┌────────

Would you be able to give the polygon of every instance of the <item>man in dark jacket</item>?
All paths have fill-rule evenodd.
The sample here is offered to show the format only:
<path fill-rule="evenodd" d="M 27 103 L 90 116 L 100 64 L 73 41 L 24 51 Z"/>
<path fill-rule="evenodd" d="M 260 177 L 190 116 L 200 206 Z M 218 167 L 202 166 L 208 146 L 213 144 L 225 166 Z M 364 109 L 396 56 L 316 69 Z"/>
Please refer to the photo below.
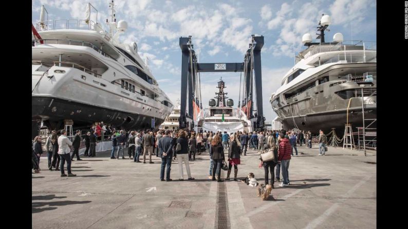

└────────

_What needs to be done_: Could you rewrite the listing above as a numbered list, skipping any blank lines and leaving the picture out of your answer?

_Response to the task_:
1. Would you be able to give the polygon of every instance of the <item>man in dark jacket</item>?
2. All paths have fill-rule evenodd.
3. The sample here is offered to show the format only:
4. <path fill-rule="evenodd" d="M 27 103 L 90 116 L 100 64 L 73 41 L 24 51 Z"/>
5. <path fill-rule="evenodd" d="M 260 177 L 190 116 L 200 206 Z M 218 167 L 202 166 L 208 146 L 213 144 L 225 166 Z M 364 109 L 396 56 L 316 69 Z"/>
6. Please refer to the photo below.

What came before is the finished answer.